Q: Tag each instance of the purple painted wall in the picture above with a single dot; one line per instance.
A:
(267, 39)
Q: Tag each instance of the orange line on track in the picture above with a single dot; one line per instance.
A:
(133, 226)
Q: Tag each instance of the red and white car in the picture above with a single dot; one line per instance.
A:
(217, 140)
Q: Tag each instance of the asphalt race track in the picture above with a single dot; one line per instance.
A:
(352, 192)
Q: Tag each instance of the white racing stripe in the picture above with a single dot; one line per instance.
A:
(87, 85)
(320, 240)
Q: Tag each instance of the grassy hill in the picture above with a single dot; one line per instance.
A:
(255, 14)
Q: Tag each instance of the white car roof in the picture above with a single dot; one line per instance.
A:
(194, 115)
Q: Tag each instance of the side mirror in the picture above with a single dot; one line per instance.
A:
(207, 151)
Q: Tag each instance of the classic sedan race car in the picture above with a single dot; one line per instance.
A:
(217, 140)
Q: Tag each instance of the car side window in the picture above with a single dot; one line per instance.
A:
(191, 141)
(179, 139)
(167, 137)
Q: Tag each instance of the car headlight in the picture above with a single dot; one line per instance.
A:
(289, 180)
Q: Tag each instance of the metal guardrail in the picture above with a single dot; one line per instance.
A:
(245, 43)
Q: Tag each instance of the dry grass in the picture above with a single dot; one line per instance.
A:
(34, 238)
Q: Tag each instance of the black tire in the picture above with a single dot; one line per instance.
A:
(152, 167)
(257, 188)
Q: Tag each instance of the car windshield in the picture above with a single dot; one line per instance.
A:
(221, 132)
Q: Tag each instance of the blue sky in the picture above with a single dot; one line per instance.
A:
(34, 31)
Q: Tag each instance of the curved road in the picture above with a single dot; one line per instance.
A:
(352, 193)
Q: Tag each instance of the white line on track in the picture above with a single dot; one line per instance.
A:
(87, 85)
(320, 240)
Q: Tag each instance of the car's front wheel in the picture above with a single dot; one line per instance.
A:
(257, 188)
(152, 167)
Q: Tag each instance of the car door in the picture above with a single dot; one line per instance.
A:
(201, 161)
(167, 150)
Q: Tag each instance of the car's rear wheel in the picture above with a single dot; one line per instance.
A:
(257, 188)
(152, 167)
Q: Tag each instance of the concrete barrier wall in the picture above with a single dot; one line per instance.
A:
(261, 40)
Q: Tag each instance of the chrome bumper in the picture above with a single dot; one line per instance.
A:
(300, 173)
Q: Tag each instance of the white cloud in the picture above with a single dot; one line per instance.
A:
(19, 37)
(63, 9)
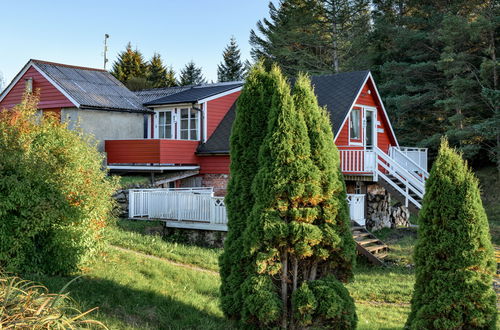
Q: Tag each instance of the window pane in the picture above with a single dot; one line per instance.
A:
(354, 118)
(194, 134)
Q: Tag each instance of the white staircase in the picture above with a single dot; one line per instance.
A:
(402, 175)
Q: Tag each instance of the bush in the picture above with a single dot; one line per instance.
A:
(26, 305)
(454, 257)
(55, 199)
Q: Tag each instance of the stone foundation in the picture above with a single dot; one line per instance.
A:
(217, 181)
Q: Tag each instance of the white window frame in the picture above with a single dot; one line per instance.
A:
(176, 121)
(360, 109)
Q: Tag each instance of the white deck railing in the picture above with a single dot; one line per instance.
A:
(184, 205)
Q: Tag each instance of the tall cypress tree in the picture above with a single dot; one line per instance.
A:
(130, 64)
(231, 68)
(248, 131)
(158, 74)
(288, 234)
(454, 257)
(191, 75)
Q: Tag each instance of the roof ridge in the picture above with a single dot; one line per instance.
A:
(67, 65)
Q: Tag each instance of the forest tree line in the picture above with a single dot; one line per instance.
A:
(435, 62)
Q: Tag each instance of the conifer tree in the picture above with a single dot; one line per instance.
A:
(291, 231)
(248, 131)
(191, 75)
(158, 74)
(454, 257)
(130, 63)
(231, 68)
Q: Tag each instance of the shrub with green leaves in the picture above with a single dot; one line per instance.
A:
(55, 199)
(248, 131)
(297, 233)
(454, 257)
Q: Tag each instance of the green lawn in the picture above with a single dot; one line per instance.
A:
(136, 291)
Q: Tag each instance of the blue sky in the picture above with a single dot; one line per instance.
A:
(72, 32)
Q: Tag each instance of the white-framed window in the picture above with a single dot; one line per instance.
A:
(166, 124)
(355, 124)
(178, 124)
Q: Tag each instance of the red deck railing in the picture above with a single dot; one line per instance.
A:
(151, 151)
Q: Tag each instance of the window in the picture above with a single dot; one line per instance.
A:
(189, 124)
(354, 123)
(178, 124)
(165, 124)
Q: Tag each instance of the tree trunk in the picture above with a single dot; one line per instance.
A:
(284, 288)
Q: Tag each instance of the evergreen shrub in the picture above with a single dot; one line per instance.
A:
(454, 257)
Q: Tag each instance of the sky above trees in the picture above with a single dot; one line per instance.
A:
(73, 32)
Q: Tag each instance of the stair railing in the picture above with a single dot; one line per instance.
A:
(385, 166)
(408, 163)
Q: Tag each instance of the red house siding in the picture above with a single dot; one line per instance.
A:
--------------------
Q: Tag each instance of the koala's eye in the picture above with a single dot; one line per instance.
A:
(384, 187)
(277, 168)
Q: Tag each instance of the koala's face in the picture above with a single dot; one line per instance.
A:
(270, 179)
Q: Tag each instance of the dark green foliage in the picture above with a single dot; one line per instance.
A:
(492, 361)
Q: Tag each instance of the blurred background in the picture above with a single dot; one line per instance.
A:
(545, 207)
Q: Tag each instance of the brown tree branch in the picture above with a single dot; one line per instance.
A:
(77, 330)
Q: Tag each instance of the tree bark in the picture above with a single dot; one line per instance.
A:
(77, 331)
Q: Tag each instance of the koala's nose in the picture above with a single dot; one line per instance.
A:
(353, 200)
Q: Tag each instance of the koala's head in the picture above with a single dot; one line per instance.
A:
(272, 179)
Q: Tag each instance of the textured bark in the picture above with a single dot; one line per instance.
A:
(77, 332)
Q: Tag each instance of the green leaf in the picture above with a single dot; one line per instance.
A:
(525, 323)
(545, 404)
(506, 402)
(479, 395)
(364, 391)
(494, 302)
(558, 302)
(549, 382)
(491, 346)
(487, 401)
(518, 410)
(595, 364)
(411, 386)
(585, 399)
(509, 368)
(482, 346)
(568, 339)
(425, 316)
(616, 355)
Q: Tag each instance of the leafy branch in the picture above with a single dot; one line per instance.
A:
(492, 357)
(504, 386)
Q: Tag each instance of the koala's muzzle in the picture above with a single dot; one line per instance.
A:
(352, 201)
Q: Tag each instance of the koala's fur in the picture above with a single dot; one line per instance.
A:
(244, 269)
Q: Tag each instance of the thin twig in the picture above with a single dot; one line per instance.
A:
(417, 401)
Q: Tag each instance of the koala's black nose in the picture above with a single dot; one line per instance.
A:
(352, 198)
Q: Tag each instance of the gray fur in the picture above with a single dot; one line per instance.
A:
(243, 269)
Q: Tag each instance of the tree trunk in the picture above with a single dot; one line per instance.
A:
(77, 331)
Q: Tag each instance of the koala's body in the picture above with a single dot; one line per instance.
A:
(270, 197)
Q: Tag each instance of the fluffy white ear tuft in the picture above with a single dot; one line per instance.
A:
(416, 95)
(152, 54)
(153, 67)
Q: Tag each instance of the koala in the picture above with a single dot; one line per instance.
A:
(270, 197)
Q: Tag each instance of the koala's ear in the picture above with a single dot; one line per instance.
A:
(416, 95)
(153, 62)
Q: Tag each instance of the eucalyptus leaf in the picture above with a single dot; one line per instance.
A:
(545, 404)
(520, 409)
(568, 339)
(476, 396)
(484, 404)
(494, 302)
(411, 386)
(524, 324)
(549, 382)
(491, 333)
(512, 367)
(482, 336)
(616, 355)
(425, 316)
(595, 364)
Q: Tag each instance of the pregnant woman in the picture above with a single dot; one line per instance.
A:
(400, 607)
--------------------
REQUIREMENT: Among the records above, find each line holding the string "track" and pull it out.

FINISHED EXERCISE:
Q: Tag each instance of the orange line on track in the picture above with a single dot; one line per instance.
Q: Tag each instance of the asphalt race track in the picture above with a single dot; one line per instance.
Q: Tag each instance of the white line on track in the picture above with a single dot; one line per instance.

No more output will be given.